■ Required task ■
Reproduce the full listing below, swapping each "Localize" for "Locate" and changing nothing else. Leave out the pictures.

☆ ☆ ☆ ☆ ☆ ☆ ☆

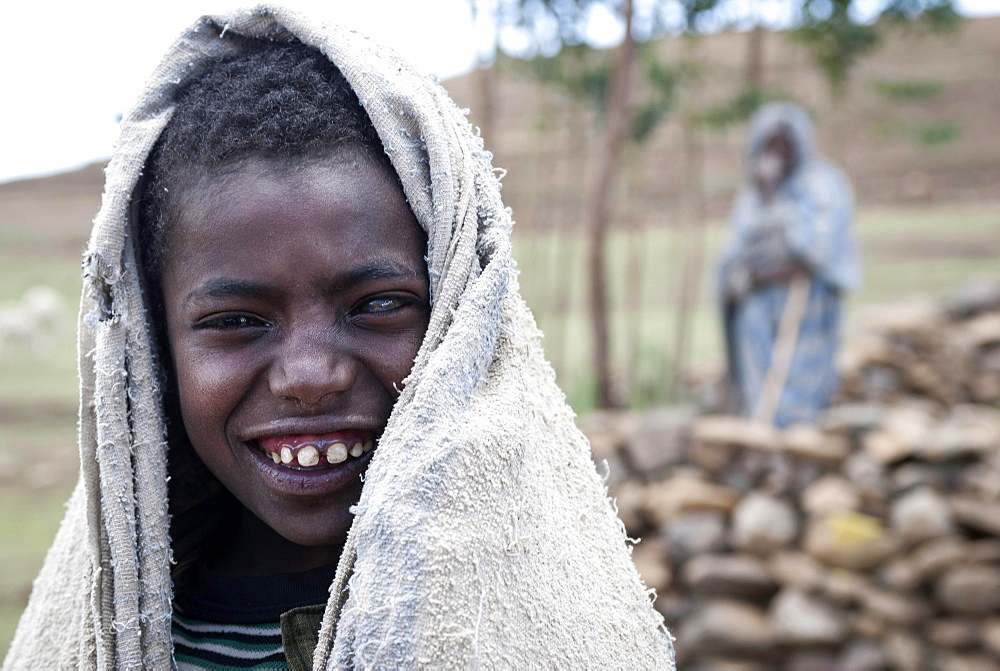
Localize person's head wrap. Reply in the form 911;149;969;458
6;7;673;668
744;102;816;181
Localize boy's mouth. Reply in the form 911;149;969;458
257;431;375;471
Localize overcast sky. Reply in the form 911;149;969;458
0;0;1000;182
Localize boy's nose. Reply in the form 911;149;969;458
268;330;358;405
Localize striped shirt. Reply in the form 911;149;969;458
171;564;336;671
172;613;289;671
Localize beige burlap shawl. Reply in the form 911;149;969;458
5;7;673;669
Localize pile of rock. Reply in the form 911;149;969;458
582;284;1000;671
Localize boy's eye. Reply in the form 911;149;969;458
195;313;267;331
358;296;410;313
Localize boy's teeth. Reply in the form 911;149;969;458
267;440;375;468
298;445;319;466
326;443;347;464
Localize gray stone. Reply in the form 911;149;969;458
780;424;851;464
691;415;779;452
733;492;798;554
910;538;965;582
935;565;1000;615
949;495;1000;536
979;616;1000;655
819;403;887;434
938;652;997;671
863;406;933;464
677;600;774;655
889;462;948;495
625;405;698;478
926;618;981;650
885;629;924;671
804;512;899;571
770;589;847;645
823;569;872;606
861;589;930;627
577;410;639;460
681;554;778;601
768;551;826;592
889;487;955;543
843;452;888;499
920;405;1000;461
837;639;890;671
881;556;921;592
781;649;840;671
644;469;738;525
801;474;861;515
944;278;1000;319
661;513;727;563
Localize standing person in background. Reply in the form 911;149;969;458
719;103;860;426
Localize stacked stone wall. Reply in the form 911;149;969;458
581;282;1000;671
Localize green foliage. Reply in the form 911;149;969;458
881;0;962;33
530;44;611;112
792;0;879;94
695;86;779;130
630;43;680;144
792;0;960;96
915;121;962;148
872;119;962;149
872;79;944;102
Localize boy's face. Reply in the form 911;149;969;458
162;152;429;551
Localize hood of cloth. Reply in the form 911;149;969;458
743;102;816;182
6;6;673;668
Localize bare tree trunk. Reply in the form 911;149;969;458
583;0;635;408
670;114;707;399
744;25;766;89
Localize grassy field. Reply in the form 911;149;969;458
0;202;1000;650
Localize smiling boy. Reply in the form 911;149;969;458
5;7;673;668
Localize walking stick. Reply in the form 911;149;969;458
754;273;810;424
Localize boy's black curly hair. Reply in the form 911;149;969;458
138;40;395;284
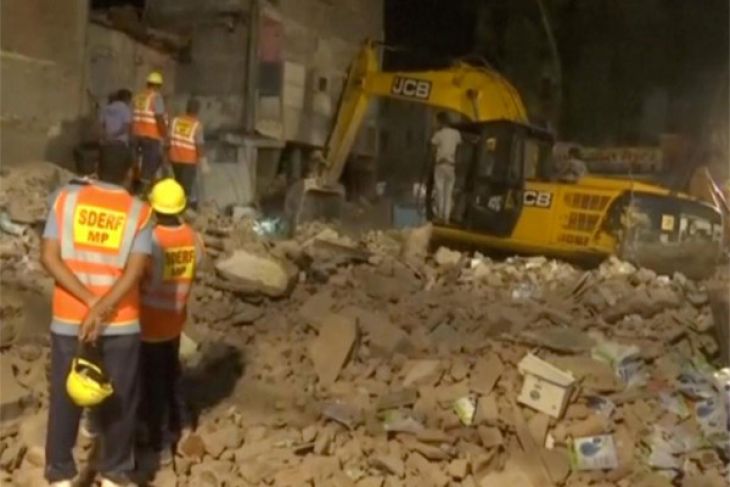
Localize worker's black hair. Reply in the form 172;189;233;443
73;143;99;176
117;88;132;103
98;144;134;184
185;98;200;115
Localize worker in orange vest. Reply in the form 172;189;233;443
167;98;209;208
140;179;204;465
132;71;167;191
41;144;152;487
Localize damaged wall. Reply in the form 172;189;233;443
278;0;383;155
85;23;177;117
147;0;250;132
143;0;382;147
0;0;88;165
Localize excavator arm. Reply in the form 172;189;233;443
319;41;528;187
285;41;528;227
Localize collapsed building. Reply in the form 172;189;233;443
0;164;730;487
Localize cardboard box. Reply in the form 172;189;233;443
517;353;575;418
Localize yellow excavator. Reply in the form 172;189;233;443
287;41;723;278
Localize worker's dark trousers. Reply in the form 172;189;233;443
135;137;162;187
45;333;140;483
140;337;183;451
170;161;198;209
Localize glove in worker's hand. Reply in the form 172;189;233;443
79;302;111;343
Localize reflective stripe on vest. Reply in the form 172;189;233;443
53;185;145;326
132;90;162;139
141;225;197;341
168;115;200;164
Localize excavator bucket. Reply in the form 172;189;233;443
284;178;345;229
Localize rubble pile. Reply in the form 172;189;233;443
0;165;730;487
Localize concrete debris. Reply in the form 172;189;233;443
309;314;357;386
0;172;730;487
216;249;297;298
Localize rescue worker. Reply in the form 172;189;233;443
41;144;152;487
99;89;132;145
167;98;209;209
558;147;588;183
431;112;461;223
132;71;167;191
140;179;203;464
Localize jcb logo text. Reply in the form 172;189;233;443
390;76;431;100
522;189;553;208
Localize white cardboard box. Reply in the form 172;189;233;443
517;353;575;418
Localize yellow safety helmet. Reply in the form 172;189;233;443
66;357;114;408
147;71;162;85
149;178;187;215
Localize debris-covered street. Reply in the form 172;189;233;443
0;165;730;487
0;0;730;487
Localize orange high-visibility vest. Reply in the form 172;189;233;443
132;90;164;140
140;224;200;342
53;183;150;326
168;115;200;164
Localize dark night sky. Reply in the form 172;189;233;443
384;0;474;69
384;0;730;143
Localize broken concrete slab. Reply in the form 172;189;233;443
469;353;504;396
520;327;596;353
0;359;32;423
376;388;418;411
369;454;405;478
18;411;48;467
215;249;298;298
348;308;413;357
299;289;335;328
309;313;357;386
403;359;441;387
433;247;461;267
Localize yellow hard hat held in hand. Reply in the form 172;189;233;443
147;71;162;85
66;357;114;407
149;178;187;215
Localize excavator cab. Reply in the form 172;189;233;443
286;41;723;278
426;120;553;237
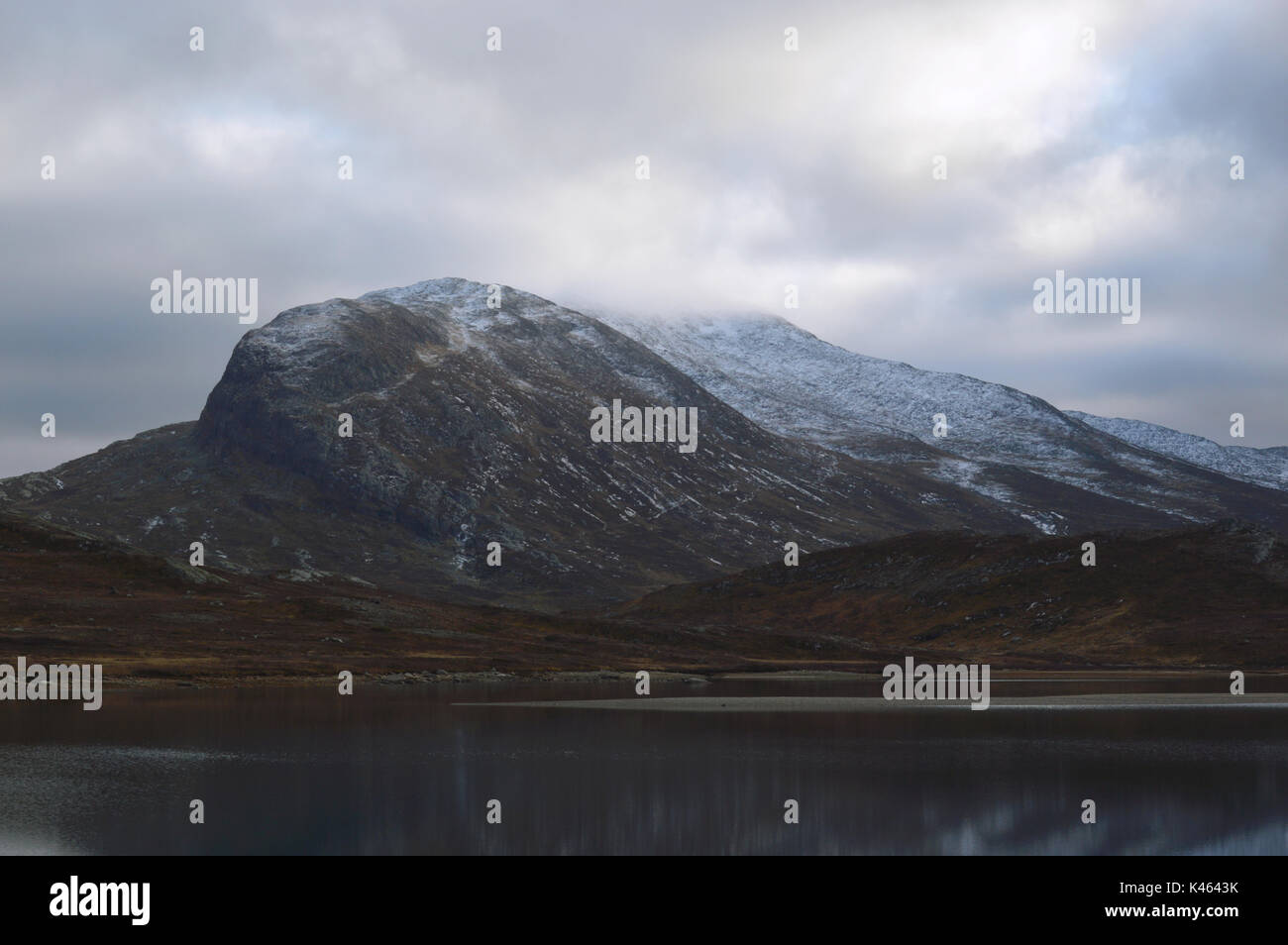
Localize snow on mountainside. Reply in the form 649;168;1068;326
593;312;1282;533
0;279;1288;607
1066;411;1288;489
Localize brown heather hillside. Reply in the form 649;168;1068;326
618;521;1288;669
0;517;1288;683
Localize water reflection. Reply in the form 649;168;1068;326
0;683;1288;854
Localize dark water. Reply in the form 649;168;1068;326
0;678;1288;854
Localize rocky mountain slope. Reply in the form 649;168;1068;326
0;279;1288;607
0;279;1035;605
599;313;1288;534
1068;411;1288;489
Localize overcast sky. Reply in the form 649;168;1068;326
0;0;1288;475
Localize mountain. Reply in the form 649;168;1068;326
596;312;1284;534
0;279;1288;609
1068;411;1288;489
0;279;1024;606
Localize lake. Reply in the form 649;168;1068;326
0;674;1288;854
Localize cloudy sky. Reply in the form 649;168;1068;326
0;0;1288;475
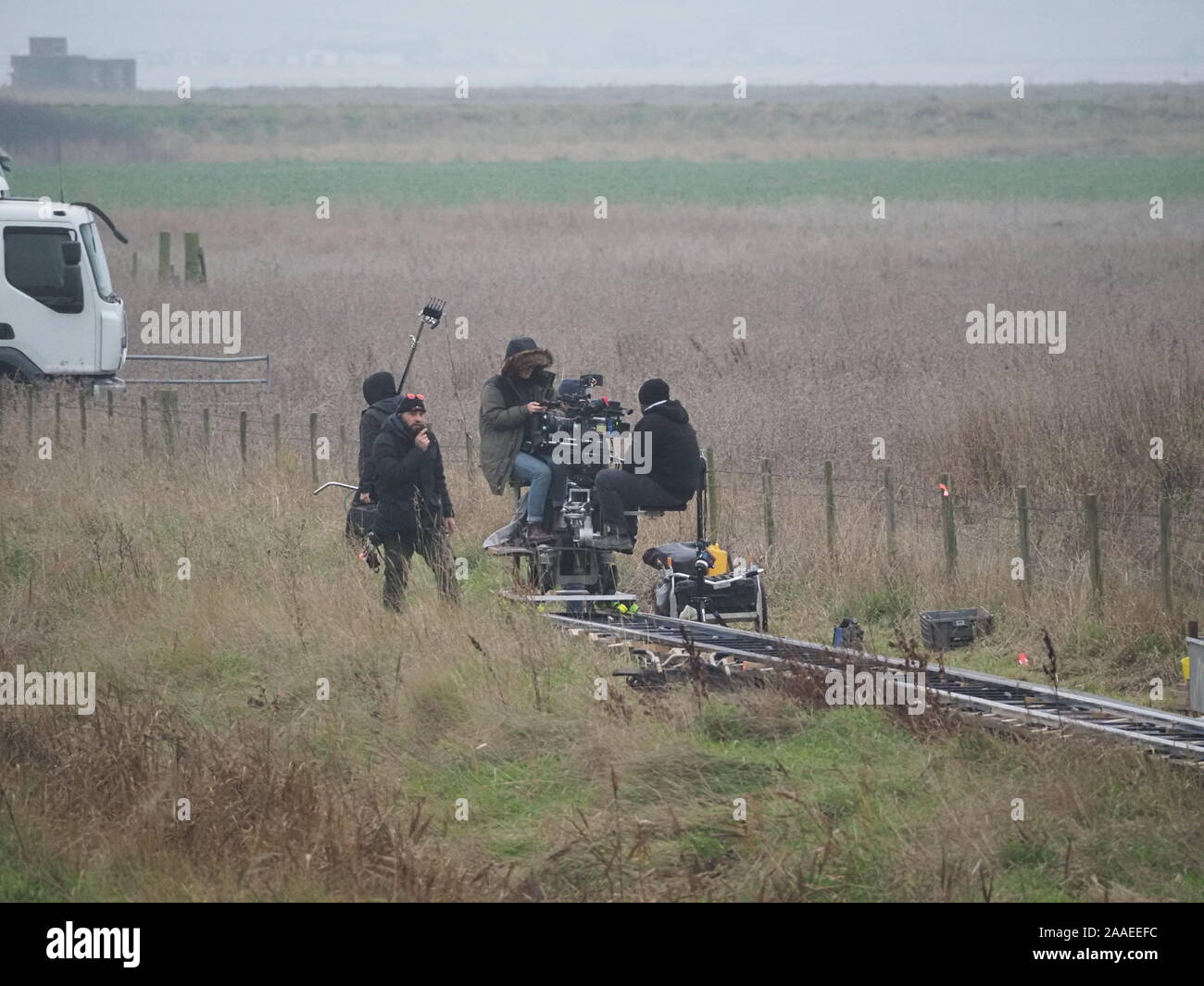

☆ ☆ ☆ ☆ ☆ ☆ ☆

■ Problem solution ■
Locate person's head wrap. Reply in the form 911;149;969;458
6;7;673;668
744;102;816;181
Locate boy's mouth. Reply in the form 911;149;969;458
257;431;375;471
Locate overcast sky. Reply in the form 911;149;969;458
0;0;1000;182
Locate boy's nose. Reply in the form 911;149;969;458
268;330;358;405
Locate striped shirt. Reply in the form 911;149;969;458
171;564;336;671
172;613;289;671
Locate beige burlap shawl. Reply in the form 911;149;969;458
5;7;673;669
Locate pile of rock. Reply in the form 911;149;969;458
582;284;1000;671
Locate boy's eye. Reply in the form 911;149;969;458
195;313;267;331
358;296;410;313
Locate boy's teeth. Reply in the form 911;149;969;458
267;440;375;468
298;445;319;466
326;443;347;464
Locate gray stone. Reply in the form 911;149;969;458
780;424;851;464
691;415;779;452
733;492;798;554
910;538;965;582
935;565;1000;615
949;495;1000;536
979;616;1000;655
819;403;887;434
938;652;997;671
863;406;933;464
677;600;774;655
889;462;948;495
625;405;698;478
926;618;981;650
885;629;924;671
804;512;899;571
770;589;847;645
823;569;872;606
861;589;930;627
577;410;639;460
681;554;778;601
768;551;826;592
889;487;955;543
843;452;888;499
920;405;1000;461
837;639;890;671
881;556;921;592
781;649;840;671
644;469;738;525
801;474;861;515
944;278;1000;319
661;513;727;563
Locate standing person in background. Reply in the form 911;149;969;458
719;103;860;426
Locate stacked stone wall. Reply in the form 911;149;969;458
581;282;1000;671
Locate green foliage. Reply in the form 911;149;969;458
881;0;962;33
530;44;611;112
792;0;879;94
695;86;779;130
630;43;680;144
792;0;960;96
915;121;962;148
872;119;962;149
872;79;944;102
Locate boy's face. Reply in the form 911;149;969;458
162;152;429;551
Locate hood of cloth. Reply in the form 911;149;969;458
743;102;816;182
6;6;673;668
Locate bare tree trunk. Reply in the form 911;149;969;458
583;0;635;408
670;114;707;399
744;25;766;89
Locate grassy field. Reply in the form 911;149;969;458
0;202;1000;650
Locate smiling boy. Reply in the form 911;149;969;458
5;7;673;668
Locate walking stick. Reply in the form 911;149;969;458
754;273;810;424
Locate boy's black curly hair. Reply in the form 911;149;969;458
138;40;395;284
Locate worker's black hair. Reply in the form 172;189;233;443
73;143;99;176
117;88;132;103
98;144;134;184
185;98;200;115
Locate worker in orange vest. Reply in the form 172;189;233;443
167;98;209;208
140;179;204;465
132;71;167;191
41;144;152;487
Locate damaged wall. Reply in the form 172;189;233;443
278;0;383;155
85;23;177;117
147;0;250;132
143;0;382;147
0;0;88;165
Locate excavator arm. Reply in the form 172;189;233;443
319;41;528;187
285;41;528;227
Locate collapsed building. Reply in the form 172;189;233;443
0;164;730;487
Locate cardboard box. Reply in the form 172;189;233;443
517;353;575;418
Locate yellow excavator. Reply in the form 172;189;233;443
287;41;723;278
Locate worker's dark trousers. Reply in the form 172;189;233;443
135;137;162;187
45;333;140;483
140;337;183;451
170;161;198;209
Locate glove in worker's hand. Reply in the form 172;189;233;443
79;302;111;343
Locate reflective stripe on vest. Reply in the form 172;189;233;443
53;185;145;326
132;90;162;139
141;225;197;341
168;115;200;164
Locate excavator bucket. Reply in the form 172;189;233;443
284;178;345;229
Locate rubble pile. Reply in the form 172;189;233;443
0;165;730;487
Locate concrete debris. Reply in the form 172;189;233;443
309;314;357;386
0;172;730;487
216;249;297;298
Locate rescue worker. Reply in the form 172;189;233;443
41;144;152;487
99;89;132;145
167;98;209;209
558;147;588;183
431;112;461;223
132;71;167;191
140;179;203;464
Locate jcb logo text. Reply in the form 172;189;233;443
390;76;431;100
522;189;553;208
Locate white cardboard box. Reply in the form 172;189;233;443
517;353;575;418
Locate yellow safety helmet. Reply in the form 172;189;233;443
66;357;114;408
147;71;162;85
149;178;187;215
Locate debris-covered street. Reply in the form 172;189;233;443
0;165;730;487
0;0;730;487
Locate orange high-visibility vest. Reply in the form 172;189;233;443
132;90;164;140
140;224;200;342
53;183;150;326
168;115;200;164
Locate dark night sky. Reply in the form 172;189;233;443
384;0;474;69
384;0;730;143
Locate broken concrete slab. Reply in the form 172;189;233;443
469;353;504;396
520;327;596;353
0;359;32;423
376;388;418;411
369;454;405;478
18;411;48;467
215;249;298;298
348;308;413;357
299;289;335;328
309;313;357;386
403;359;441;387
433;247;461;267
Locate yellow hard hat held in hand. Reply in the form 172;189;233;443
147;71;162;85
66;357;114;407
149;178;187;215
Locate excavator cab. Reply in the form 172;189;233;443
286;41;723;278
426;120;553;237
Locate snow on mountainside. Reply in the form 649;168;1068;326
593;312;1282;533
0;279;1288;607
1066;411;1288;489
Locate brown heather hillside. Reply in the form 649;168;1068;326
618;521;1288;669
0;517;1288;683
Locate water reflection. Reply in the form 649;168;1068;326
0;683;1288;854
Locate dark water. Reply in the form 649;168;1068;326
0;678;1288;854
Locate rocky mountain slope. Reply in the form 649;168;1068;326
0;279;1288;607
0;279;1035;605
599;313;1288;534
1068;411;1288;489
Locate overcast sky. Reply in the form 649;168;1068;326
0;0;1288;475
Locate mountain. Reply in the form 649;168;1068;326
596;312;1284;534
0;279;1288;609
1068;411;1288;489
0;279;1024;606
Locate lake. Reply in the form 649;168;1068;326
0;674;1288;854
Locate cloudy sky. Reply in the form 649;168;1068;326
0;0;1288;475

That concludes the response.